執刀医は40代の男性。この医師が2014年夏までの約5年間に手掛けた肝臓の手術で、4カ月以内に死亡した患者は18人に上る。「昔から手術が得意ではなかった」。群馬大病院で勤務した経験のある別の医師が明かす。
18人のうち80代男性を含む8人はおなかに開けた穴から腹腔(ふくくう)鏡という細長い器具を入れ、病変を切り取る術式だった。開腹より患者の負担が軽いのが利点だが、モニター画面を見ながら操作するので難易度は高い。特に、多くの血管や臓器と接する肝臓は難しいとされる。
張り合うチーム
高度な医療を提供すると期待される大学病院で実力不足の医師がメスを握っていたとすれば問題だ。だが「病巣」はそれにとどまらない。医師はなぜ手術を続けられたのか。その答えを探ると、多くの大学病院に今も残る「医局講座制」の存在が浮かび上がる。
医局講座制は臨床、研究、教育を一体的に担う仕組みで、同じ診療科で第1、第2と分かれる「ナンバー制」とともに日本で独自に発展した。医師育成や地域の病院への人材派遣などに貢献する半面、閉鎖的体質が問題になってきた。

# [設問]
A – 群馬大病院の手術をめぐる本文によれば、死亡した患者18人のうち、腹腔鏡を用いた術式だったのは何人ですか。
B – 群馬大病院の手術をめぐる本文を、最後の文に続けて書き進めてください。
以下の項目は参照しなくても差し支えありません。

データセットの項目
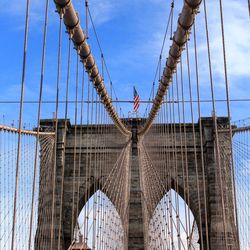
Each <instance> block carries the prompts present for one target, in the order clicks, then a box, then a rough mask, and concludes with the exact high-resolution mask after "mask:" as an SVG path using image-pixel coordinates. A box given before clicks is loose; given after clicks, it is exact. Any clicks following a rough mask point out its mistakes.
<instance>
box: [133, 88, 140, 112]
mask: <svg viewBox="0 0 250 250" xmlns="http://www.w3.org/2000/svg"><path fill="white" fill-rule="evenodd" d="M139 107H140V96H139V95H138V93H137V91H136V89H135V87H134V111H135V112H137V111H138V109H139Z"/></svg>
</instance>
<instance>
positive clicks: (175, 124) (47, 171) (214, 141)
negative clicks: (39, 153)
mask: <svg viewBox="0 0 250 250" xmlns="http://www.w3.org/2000/svg"><path fill="white" fill-rule="evenodd" d="M218 121H219V123H221V124H222V125H223V124H224V125H225V124H226V123H227V120H226V119H219V120H218ZM200 122H201V123H202V132H203V138H202V139H203V153H204V163H205V190H204V186H203V181H202V168H201V145H200V134H199V125H198V124H195V138H196V152H197V162H198V173H199V178H198V179H199V181H198V185H199V189H200V199H199V201H200V204H201V220H202V222H201V225H202V230H201V232H200V236H201V235H202V236H203V237H202V238H203V242H204V246H206V242H205V239H206V237H205V221H204V219H205V216H206V215H205V211H204V204H206V205H207V218H208V229H209V230H208V231H209V246H210V249H214V250H217V249H218V250H219V249H224V240H225V239H224V233H225V232H224V227H223V220H222V212H221V196H220V192H219V186H218V166H217V161H216V151H215V141H214V128H213V121H212V118H206V119H202V120H201V121H200ZM128 123H129V124H130V125H129V126H131V129H132V131H133V138H132V149H131V169H130V171H131V175H130V176H131V177H130V178H131V179H130V200H129V218H128V222H129V223H128V224H129V225H128V236H127V237H128V243H127V244H126V245H127V246H128V249H129V250H133V249H144V238H145V232H143V223H144V222H143V211H142V209H143V208H142V201H141V200H142V191H141V188H140V172H139V163H138V148H137V135H136V130H137V126H140V125H138V124H139V121H138V120H136V119H134V120H130V121H128ZM64 124H65V122H64V120H60V121H59V129H58V142H57V145H56V147H57V155H56V158H57V165H56V189H55V223H54V229H55V241H54V244H55V245H54V248H53V249H57V247H56V246H57V244H58V229H59V222H60V220H59V214H60V194H61V180H62V168H63V165H64V167H65V171H64V192H63V206H62V209H63V222H62V234H61V235H62V236H61V249H67V248H68V246H69V245H70V243H71V239H72V235H71V231H72V230H71V229H72V227H74V225H75V220H74V221H73V222H72V219H71V218H72V211H74V213H75V214H74V216H73V218H76V217H77V214H76V213H77V211H78V212H80V211H81V209H82V207H83V206H84V204H85V203H86V201H87V200H86V197H89V195H90V194H93V192H94V190H95V189H94V186H95V185H97V186H98V187H100V188H101V187H102V184H103V183H104V182H105V180H106V179H107V178H108V175H109V173H110V171H111V169H112V167H113V166H114V163H115V162H116V160H117V158H118V157H119V154H120V152H121V150H122V149H123V148H124V147H125V145H126V143H127V141H126V139H122V137H121V136H120V135H119V134H118V132H117V130H116V129H115V127H114V126H112V125H104V126H103V128H102V129H100V128H99V129H98V128H97V127H96V126H89V127H88V128H87V127H86V126H82V127H81V126H77V129H76V130H75V127H74V126H71V125H70V123H69V122H67V123H66V126H67V128H66V130H67V133H66V137H65V134H64ZM41 125H42V126H43V127H53V121H52V120H43V121H42V122H41ZM173 126H175V129H176V139H175V140H174V139H173V137H171V136H169V135H168V134H166V133H165V134H164V137H163V136H162V134H161V133H159V131H164V129H165V127H164V124H156V125H153V127H152V128H151V130H152V131H153V132H152V133H153V136H152V137H151V140H150V141H148V142H147V149H149V155H150V158H151V159H152V162H154V164H155V166H154V167H155V168H156V169H157V171H158V173H159V176H160V177H161V182H162V183H164V184H165V188H166V189H169V188H173V189H174V190H175V191H177V192H178V193H179V195H180V196H181V197H182V198H183V199H184V200H185V201H186V202H187V203H188V205H189V207H190V209H191V210H192V212H193V214H194V217H195V219H196V222H197V225H199V223H200V216H199V209H198V195H197V183H196V172H195V164H194V162H195V154H194V141H193V136H192V126H191V124H186V126H185V129H186V148H187V150H186V152H187V158H186V161H187V166H188V173H187V172H185V171H184V172H183V161H182V157H183V156H182V153H183V150H184V148H183V147H184V146H183V145H184V135H183V132H182V131H183V125H181V129H179V125H178V124H175V125H173ZM87 130H88V133H87ZM81 131H82V147H81V148H82V149H81V154H80V145H79V143H80V133H81ZM75 133H76V134H75ZM75 135H76V136H75ZM152 138H153V139H152ZM145 140H146V139H145ZM163 140H165V141H168V144H169V143H170V144H171V143H172V144H174V143H175V148H174V147H172V148H168V147H159V145H164V144H163V143H162V141H163ZM181 142H182V143H181ZM75 145H76V146H75ZM104 146H105V147H104ZM220 148H221V149H222V150H223V153H224V154H226V155H229V152H230V150H229V140H228V138H227V136H226V135H225V134H224V135H221V134H220ZM173 150H175V156H176V159H177V175H174V173H173V172H171V176H170V178H171V184H170V185H169V183H167V179H168V177H169V176H168V175H167V173H168V172H169V171H166V169H164V168H163V167H162V166H164V164H163V160H164V159H165V158H166V155H167V152H169V151H173ZM74 151H75V152H76V154H74ZM95 154H98V157H97V159H99V162H94V161H92V160H91V155H92V156H93V155H95ZM64 155H65V158H64ZM164 157H165V158H164ZM227 158H228V157H227ZM52 159H53V157H52ZM87 161H88V163H89V164H90V165H91V166H94V164H97V165H98V166H100V171H98V172H94V171H91V172H90V173H88V176H86V162H87ZM103 161H106V162H107V164H106V165H105V168H104V167H102V162H103ZM79 162H80V168H79V169H80V172H81V174H80V180H76V182H75V183H74V184H73V175H74V166H77V167H76V169H75V176H78V171H79V170H78V164H79ZM74 163H75V164H74ZM174 164H175V161H174V159H169V161H168V166H167V167H169V168H172V169H173V168H174ZM90 169H92V168H90ZM93 169H94V168H93ZM221 170H222V173H223V176H224V183H223V192H224V194H225V197H224V200H225V201H226V202H225V214H226V234H227V235H228V243H229V245H230V249H233V250H236V249H237V250H238V247H237V244H236V240H235V239H236V238H237V237H236V236H237V235H236V228H235V223H234V220H235V218H234V210H233V196H232V185H231V175H230V173H231V169H230V163H229V162H227V161H226V160H225V159H224V158H223V160H222V161H221ZM183 173H184V175H183ZM187 174H188V180H189V182H188V184H187V186H188V191H189V201H187V193H186V192H187V187H186V186H185V184H184V182H185V180H187ZM176 176H177V178H176ZM52 180H53V160H51V161H49V162H47V164H46V165H41V169H40V184H39V185H40V187H39V188H40V192H39V207H38V228H37V232H36V249H50V231H51V207H52ZM78 181H80V183H81V185H80V201H79V207H78V209H77V208H76V206H77V201H76V200H74V203H73V198H72V197H73V195H72V194H73V193H72V192H73V186H74V185H75V192H76V186H77V183H78ZM177 183H178V185H177ZM95 187H96V186H95ZM204 191H205V193H206V200H205V199H204V195H203V194H204ZM86 192H87V193H86ZM158 192H159V193H161V194H162V195H163V192H162V190H158ZM106 195H107V196H108V197H109V194H108V193H107V194H106ZM109 198H110V199H111V201H112V202H113V203H114V205H115V206H116V201H115V200H114V199H112V197H109ZM159 201H160V199H159ZM159 201H158V202H159ZM156 206H157V202H156V204H155V207H156ZM72 207H74V209H72ZM121 218H123V215H121ZM72 223H73V224H72ZM123 223H124V224H125V223H126V222H125V221H123Z"/></svg>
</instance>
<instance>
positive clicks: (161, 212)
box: [146, 189, 200, 249]
mask: <svg viewBox="0 0 250 250" xmlns="http://www.w3.org/2000/svg"><path fill="white" fill-rule="evenodd" d="M147 232H148V234H147V238H146V241H147V243H146V244H147V246H148V249H200V244H199V243H198V241H199V230H198V226H197V223H196V221H195V218H194V215H193V213H192V211H191V209H190V208H189V207H188V205H187V203H186V202H185V201H184V200H183V199H182V197H181V196H180V195H179V194H178V193H177V192H175V191H174V190H173V189H170V190H169V191H168V192H167V193H166V194H165V195H164V196H163V198H162V199H161V200H160V202H159V203H158V205H157V207H156V208H155V210H154V212H153V214H152V216H151V218H149V223H148V229H147Z"/></svg>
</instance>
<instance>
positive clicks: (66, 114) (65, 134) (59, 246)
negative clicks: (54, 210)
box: [57, 37, 72, 250]
mask: <svg viewBox="0 0 250 250" xmlns="http://www.w3.org/2000/svg"><path fill="white" fill-rule="evenodd" d="M71 41H72V40H71V37H70V38H69V43H68V59H67V78H66V93H65V110H64V130H63V141H64V151H63V160H62V163H63V164H62V174H61V192H60V212H59V229H58V246H57V248H58V250H60V248H61V231H62V212H63V211H62V209H63V208H62V207H63V195H64V178H65V177H64V175H65V159H66V157H65V154H66V152H65V151H66V140H67V129H68V128H67V127H68V122H67V119H68V95H69V81H70V64H71Z"/></svg>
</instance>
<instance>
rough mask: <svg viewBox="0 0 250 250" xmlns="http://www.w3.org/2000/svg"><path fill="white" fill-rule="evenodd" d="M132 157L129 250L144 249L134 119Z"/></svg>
mask: <svg viewBox="0 0 250 250" xmlns="http://www.w3.org/2000/svg"><path fill="white" fill-rule="evenodd" d="M131 123H132V124H131V125H132V126H131V127H132V157H131V161H132V162H131V179H130V182H131V183H130V201H129V226H128V250H139V249H144V232H143V213H142V201H141V187H140V173H139V160H138V148H137V142H138V138H137V128H138V127H137V125H138V124H137V119H132V121H131Z"/></svg>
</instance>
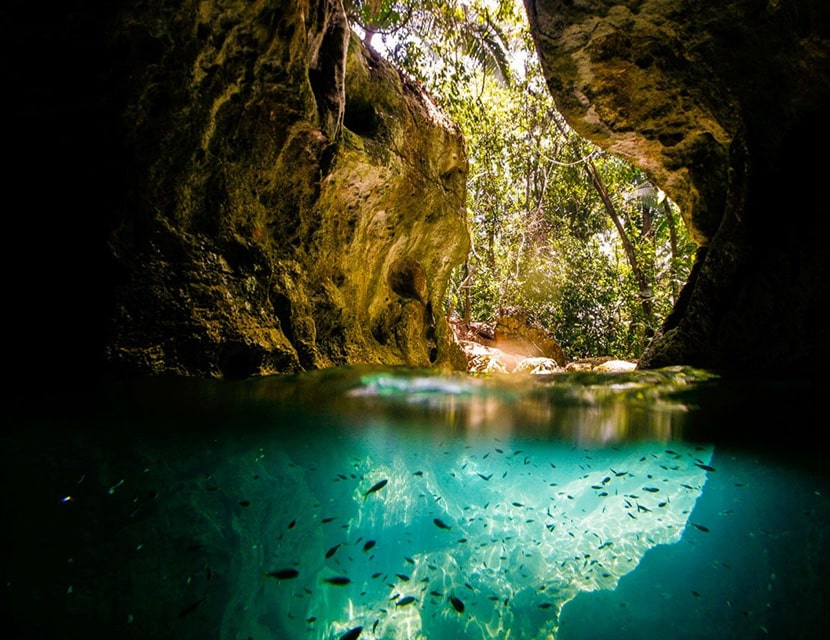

# [解答一覧]
A – 8人です。

B –
群馬大病院の外科は第1と第2に分かれ、それぞれに消化器や呼吸器などの専門チームが存在。関係者によると、リーダーの教授は第1が旧帝大、第2は群馬大の出身で「常に張り合っていた」という。
別の病院の外科医が推測する。「胃や大腸の腹腔鏡手術は普及しているが、肝臓は過渡期。件数を増やし、優位に立とうと考えたのでは」。2つの外科の間で治療法は共有されず、相互チェックは働かなかった。
医局の弊害が問題になったのは今回が初めてではない。医事評論家の水野肇氏によると、深刻な医療事故が相次いだ00年前後に閉鎖的な縦割り組織の問題点が指摘され、改革に乗り出した大学もある。
脱・縦割りへ改革
東大病院は04年に医局をなくし、診療科を横断的に調整する部門と、医療安全や人事などを担う運営支援部門をつくった。企画経営部長だった今村知明・奈良県立医大教授は「各医局が独立国のように動いていた反省を踏まえ、病院長がリーダーシップを発揮できるようにした」と話す。
群馬大病院は今回の問題を受け、ようやく診療科を再編すると発表した。だが医局のあり方を見直す動きが他に広がっているようには見えない。コンプライアンスが重視される中、どれだけの病院が改革に踏み出せるのだろうか。
◇
著名な病院で医療事故や不祥事が相次いで明らかになった。医療への信頼が大きく揺らいでいる。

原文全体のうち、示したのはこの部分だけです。